* Data for processing
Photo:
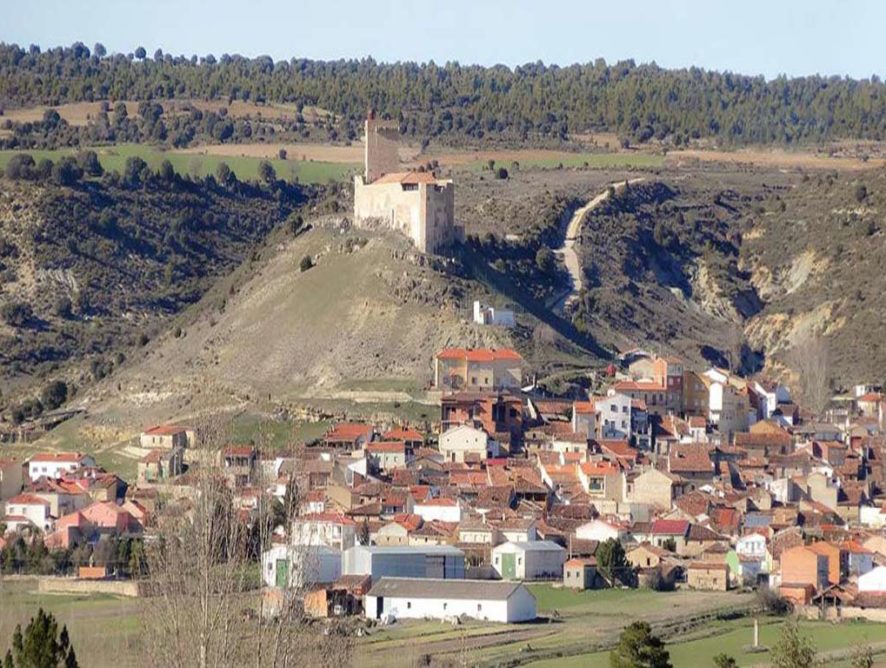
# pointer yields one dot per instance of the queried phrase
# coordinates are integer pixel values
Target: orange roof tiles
(406, 178)
(480, 354)
(164, 430)
(403, 434)
(387, 446)
(27, 500)
(58, 457)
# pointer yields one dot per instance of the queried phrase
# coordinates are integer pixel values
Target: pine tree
(638, 648)
(41, 645)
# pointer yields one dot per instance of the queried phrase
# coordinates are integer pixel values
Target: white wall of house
(614, 419)
(519, 607)
(432, 511)
(599, 530)
(752, 545)
(57, 468)
(455, 443)
(36, 513)
(305, 565)
(874, 580)
(10, 479)
(872, 516)
(537, 560)
(341, 536)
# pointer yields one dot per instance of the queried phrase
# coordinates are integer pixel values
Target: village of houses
(707, 481)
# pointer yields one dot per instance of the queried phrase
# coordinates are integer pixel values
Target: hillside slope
(816, 254)
(364, 322)
(91, 271)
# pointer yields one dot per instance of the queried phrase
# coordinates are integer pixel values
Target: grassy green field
(105, 630)
(113, 158)
(735, 636)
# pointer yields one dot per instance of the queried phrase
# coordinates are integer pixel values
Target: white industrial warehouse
(420, 598)
(429, 561)
(533, 560)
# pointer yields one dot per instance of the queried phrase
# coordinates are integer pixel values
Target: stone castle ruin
(417, 204)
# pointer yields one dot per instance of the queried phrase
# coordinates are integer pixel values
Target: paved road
(567, 251)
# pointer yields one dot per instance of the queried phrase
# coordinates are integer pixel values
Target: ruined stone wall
(380, 152)
(424, 213)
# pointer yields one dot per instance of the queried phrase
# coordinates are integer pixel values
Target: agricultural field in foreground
(571, 624)
(113, 158)
(105, 630)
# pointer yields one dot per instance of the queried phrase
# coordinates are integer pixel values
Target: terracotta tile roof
(578, 563)
(164, 430)
(690, 458)
(638, 386)
(751, 439)
(239, 451)
(670, 527)
(349, 431)
(396, 447)
(58, 457)
(480, 354)
(404, 434)
(707, 566)
(328, 517)
(27, 500)
(599, 468)
(572, 437)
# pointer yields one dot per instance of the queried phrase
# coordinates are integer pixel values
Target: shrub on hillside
(16, 314)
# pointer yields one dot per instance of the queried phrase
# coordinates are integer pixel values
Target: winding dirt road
(567, 253)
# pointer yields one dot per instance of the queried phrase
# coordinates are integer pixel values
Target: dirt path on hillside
(567, 253)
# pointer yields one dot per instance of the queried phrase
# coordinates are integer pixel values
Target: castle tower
(380, 151)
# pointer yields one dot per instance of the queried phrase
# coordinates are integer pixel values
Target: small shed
(287, 565)
(420, 598)
(428, 561)
(708, 575)
(580, 573)
(533, 560)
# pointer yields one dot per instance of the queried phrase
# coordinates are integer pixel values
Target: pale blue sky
(769, 37)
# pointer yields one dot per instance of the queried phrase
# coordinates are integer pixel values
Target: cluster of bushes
(187, 126)
(52, 396)
(27, 554)
(66, 172)
(639, 102)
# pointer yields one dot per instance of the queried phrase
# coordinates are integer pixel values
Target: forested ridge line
(639, 102)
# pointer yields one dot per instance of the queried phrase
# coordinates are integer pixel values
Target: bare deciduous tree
(206, 605)
(810, 360)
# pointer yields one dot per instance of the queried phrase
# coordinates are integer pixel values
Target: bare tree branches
(207, 606)
(810, 360)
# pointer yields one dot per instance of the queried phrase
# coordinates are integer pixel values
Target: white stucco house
(27, 511)
(873, 581)
(57, 464)
(442, 509)
(457, 442)
(601, 531)
(534, 560)
(415, 598)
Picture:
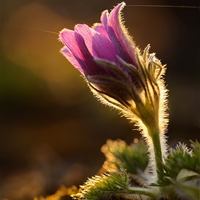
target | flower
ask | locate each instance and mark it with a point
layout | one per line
(115, 69)
(98, 54)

* To be done
The records above need to be given again exactly. Omit the pictures.

* Result for this task
Photo:
# pointer yields one dot per instance of the queried phrase
# coordinates are integer pixel values
Target: orange roof tiles
(406, 178)
(480, 354)
(164, 430)
(403, 434)
(387, 446)
(27, 500)
(58, 457)
# pointer yields one dot per instance of the queried phrase
# coordinates are integer pixel values
Target: pine tree
(638, 648)
(41, 645)
# pointer yields one dot per instance of the queried phrase
# coordinates are integer pixel values
Target: white wall of house
(614, 419)
(519, 607)
(432, 511)
(599, 530)
(752, 545)
(57, 468)
(455, 443)
(36, 513)
(305, 565)
(874, 580)
(10, 479)
(872, 516)
(537, 560)
(341, 536)
# pointer yields one dot per instance of the queried phrase
# coordinates are integer pixel values
Target: village of houses
(707, 481)
# pointer yields one dot per instance of the queried phrase
# coordinates are integer pixel values
Target: hillside slope
(816, 254)
(364, 322)
(91, 271)
# pointer yields one dot per instance of the queried phrase
# coordinates are integer pixel values
Target: grassy green field
(105, 630)
(113, 158)
(735, 636)
# pointer yields one dot per instance of the queried phrase
# coordinates are integer pixel values
Target: white industrial warehouse
(420, 598)
(429, 561)
(533, 560)
# pointer yields one dot per instance of the queried phrase
# coordinates are integer pixel values
Target: stone castle ruin
(417, 204)
# pointer yields one dot per instance of the queried phrase
# coordinates are integer pixel values
Target: paved road
(567, 251)
# pointer yields one dot per instance of the queried phrase
# coordinates are integer pixel values
Target: ruined stone wall
(380, 152)
(424, 213)
# pointer yields one dot per instance of the queried phrase
# coordinates are integer pixel values
Target: agricultural field in foreground
(571, 624)
(113, 158)
(105, 630)
# pointer yields one dot per instance of the queried phrase
# coordinates are integer pixel values
Target: terracotta tile roof
(578, 563)
(164, 430)
(690, 458)
(638, 386)
(751, 439)
(239, 451)
(670, 527)
(349, 431)
(396, 447)
(58, 457)
(480, 354)
(404, 434)
(707, 566)
(328, 517)
(27, 500)
(599, 468)
(572, 437)
# pointer yields one dot per instance of the queried phrase
# coordinates are integer pixel values
Target: shrub on hillside
(16, 314)
# pointer yields one dot per instance of the queried phrase
# coordinates are integer pixel values
Target: winding dirt road
(567, 253)
# pointer yields one dot per instance of the queried phrase
# coordinates are integer pixel values
Target: dirt path on hillside
(567, 253)
# pointer yields one dot per instance of the queried phrase
# coordinates are integer pixel values
Target: castle tower
(380, 151)
# pointer yields one dot per instance of the queried phrase
# coordinates are integer pixel values
Target: small shed
(287, 565)
(420, 598)
(428, 561)
(708, 575)
(580, 573)
(533, 560)
# pointer yields one dot per instance of the queried phrase
# coordinates are integer pixel values
Target: pale blue sky
(769, 37)
# pointer yields one dot per instance of the queried phrase
# coordinates are integer pixel values
Target: cluster of bushes
(187, 126)
(52, 396)
(27, 554)
(66, 172)
(639, 102)
# pointer yields one dot per instance of the queried phrase
# coordinates are integer pixel values
Target: forested ridge line
(639, 102)
# pointer yields one dot per instance of the queried phrase
# coordinates are integer pixel values
Target: bare deciduous tree
(206, 605)
(810, 360)
# pointer yields one dot per instance of the queried phrase
# coordinates are integer pixel values
Target: bare tree branches
(207, 606)
(810, 360)
# pointer yields one dot per instance of the queried phrase
# coordinates are integer pixel values
Target: white stucco house
(27, 511)
(873, 581)
(57, 464)
(442, 509)
(457, 442)
(601, 531)
(534, 560)
(415, 598)
Picture:
target | flower
ask | locate each instance and mark it with a point
layout | one per line
(115, 69)
(98, 54)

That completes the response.